:: The problem ::
Report every line of the entries below that contains the word "rough", matching its case exactly.

Segment Start: Available data

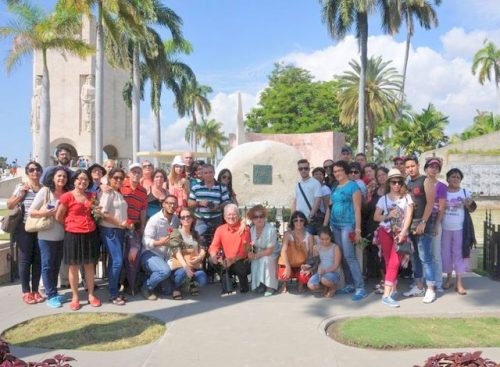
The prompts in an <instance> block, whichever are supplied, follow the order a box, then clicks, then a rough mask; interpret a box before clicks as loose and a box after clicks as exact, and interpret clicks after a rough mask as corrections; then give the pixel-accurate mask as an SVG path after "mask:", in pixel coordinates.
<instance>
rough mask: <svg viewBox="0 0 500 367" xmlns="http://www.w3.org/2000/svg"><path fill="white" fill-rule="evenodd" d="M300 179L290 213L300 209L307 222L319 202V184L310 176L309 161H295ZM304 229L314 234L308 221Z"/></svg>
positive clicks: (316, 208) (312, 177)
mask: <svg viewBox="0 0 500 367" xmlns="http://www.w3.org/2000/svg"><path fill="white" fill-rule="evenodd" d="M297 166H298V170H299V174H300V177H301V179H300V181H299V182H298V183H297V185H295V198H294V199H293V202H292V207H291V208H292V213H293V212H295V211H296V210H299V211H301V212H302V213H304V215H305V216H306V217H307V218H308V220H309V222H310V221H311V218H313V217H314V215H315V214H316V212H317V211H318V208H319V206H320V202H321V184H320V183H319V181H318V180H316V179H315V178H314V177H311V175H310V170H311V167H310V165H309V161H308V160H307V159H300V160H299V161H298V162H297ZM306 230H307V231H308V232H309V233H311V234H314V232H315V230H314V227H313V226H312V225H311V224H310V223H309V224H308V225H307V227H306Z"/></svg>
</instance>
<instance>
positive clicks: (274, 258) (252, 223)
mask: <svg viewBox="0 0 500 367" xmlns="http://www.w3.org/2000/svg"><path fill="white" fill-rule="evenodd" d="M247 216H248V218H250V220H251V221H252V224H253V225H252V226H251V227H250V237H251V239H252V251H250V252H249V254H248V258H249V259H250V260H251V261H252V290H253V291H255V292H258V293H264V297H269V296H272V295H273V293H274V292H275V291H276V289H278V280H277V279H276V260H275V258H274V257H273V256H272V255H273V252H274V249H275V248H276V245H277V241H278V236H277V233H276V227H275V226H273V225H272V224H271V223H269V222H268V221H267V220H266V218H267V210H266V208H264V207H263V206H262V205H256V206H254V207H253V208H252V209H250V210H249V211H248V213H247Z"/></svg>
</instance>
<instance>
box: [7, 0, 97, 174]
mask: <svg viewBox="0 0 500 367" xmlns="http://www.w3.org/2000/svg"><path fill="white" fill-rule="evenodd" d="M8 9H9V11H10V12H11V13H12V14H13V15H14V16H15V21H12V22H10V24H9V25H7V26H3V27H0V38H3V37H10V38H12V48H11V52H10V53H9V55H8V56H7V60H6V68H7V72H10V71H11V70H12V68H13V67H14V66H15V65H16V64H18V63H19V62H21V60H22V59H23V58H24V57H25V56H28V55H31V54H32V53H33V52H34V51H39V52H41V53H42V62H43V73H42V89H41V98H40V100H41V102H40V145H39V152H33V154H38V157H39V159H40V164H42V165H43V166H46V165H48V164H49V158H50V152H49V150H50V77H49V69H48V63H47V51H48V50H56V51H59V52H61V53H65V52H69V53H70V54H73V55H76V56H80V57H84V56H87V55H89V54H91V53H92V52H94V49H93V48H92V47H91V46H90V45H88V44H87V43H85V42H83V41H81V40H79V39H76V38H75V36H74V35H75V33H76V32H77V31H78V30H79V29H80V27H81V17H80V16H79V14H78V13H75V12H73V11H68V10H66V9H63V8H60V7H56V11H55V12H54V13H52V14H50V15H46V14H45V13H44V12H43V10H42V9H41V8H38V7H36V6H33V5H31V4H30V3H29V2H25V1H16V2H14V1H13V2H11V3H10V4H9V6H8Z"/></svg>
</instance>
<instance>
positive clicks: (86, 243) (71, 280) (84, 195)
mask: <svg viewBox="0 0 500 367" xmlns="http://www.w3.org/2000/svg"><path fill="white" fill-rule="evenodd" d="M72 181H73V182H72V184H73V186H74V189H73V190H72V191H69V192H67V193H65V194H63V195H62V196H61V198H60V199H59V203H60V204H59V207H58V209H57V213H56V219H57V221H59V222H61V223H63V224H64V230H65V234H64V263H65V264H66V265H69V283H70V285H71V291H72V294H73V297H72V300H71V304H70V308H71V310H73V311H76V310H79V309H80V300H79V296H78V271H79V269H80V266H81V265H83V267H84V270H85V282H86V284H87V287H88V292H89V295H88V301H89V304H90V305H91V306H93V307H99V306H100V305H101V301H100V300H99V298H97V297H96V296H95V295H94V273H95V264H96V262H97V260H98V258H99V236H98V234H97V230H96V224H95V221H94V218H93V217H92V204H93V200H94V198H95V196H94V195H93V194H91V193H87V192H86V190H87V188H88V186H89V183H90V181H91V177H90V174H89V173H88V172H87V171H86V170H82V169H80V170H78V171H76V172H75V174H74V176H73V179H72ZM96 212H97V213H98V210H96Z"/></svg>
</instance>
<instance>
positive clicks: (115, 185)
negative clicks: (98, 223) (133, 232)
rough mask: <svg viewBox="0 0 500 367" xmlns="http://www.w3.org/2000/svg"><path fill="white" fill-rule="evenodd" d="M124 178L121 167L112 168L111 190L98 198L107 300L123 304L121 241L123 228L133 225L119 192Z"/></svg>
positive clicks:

Segment End: Available data

:: Final answer ::
The prompts in an <instance> block, whichever are supplied, follow the order a box, then clicks, then a rough mask; interpret a box before clicks as loose and a box after clicks as exact, and interpret clicks after a rough mask as corrections; then give the pixel-accurate mask as an SVG path after "mask:", in pixel coordinates.
rough mask: <svg viewBox="0 0 500 367" xmlns="http://www.w3.org/2000/svg"><path fill="white" fill-rule="evenodd" d="M300 179L290 213L300 209L307 222L319 202V184L310 176L309 161H295ZM304 229L314 234L308 221Z"/></svg>
rough mask: <svg viewBox="0 0 500 367" xmlns="http://www.w3.org/2000/svg"><path fill="white" fill-rule="evenodd" d="M124 178L121 167L112 168L111 190L98 198L107 300L123 304L121 241L123 228L133 225L119 192Z"/></svg>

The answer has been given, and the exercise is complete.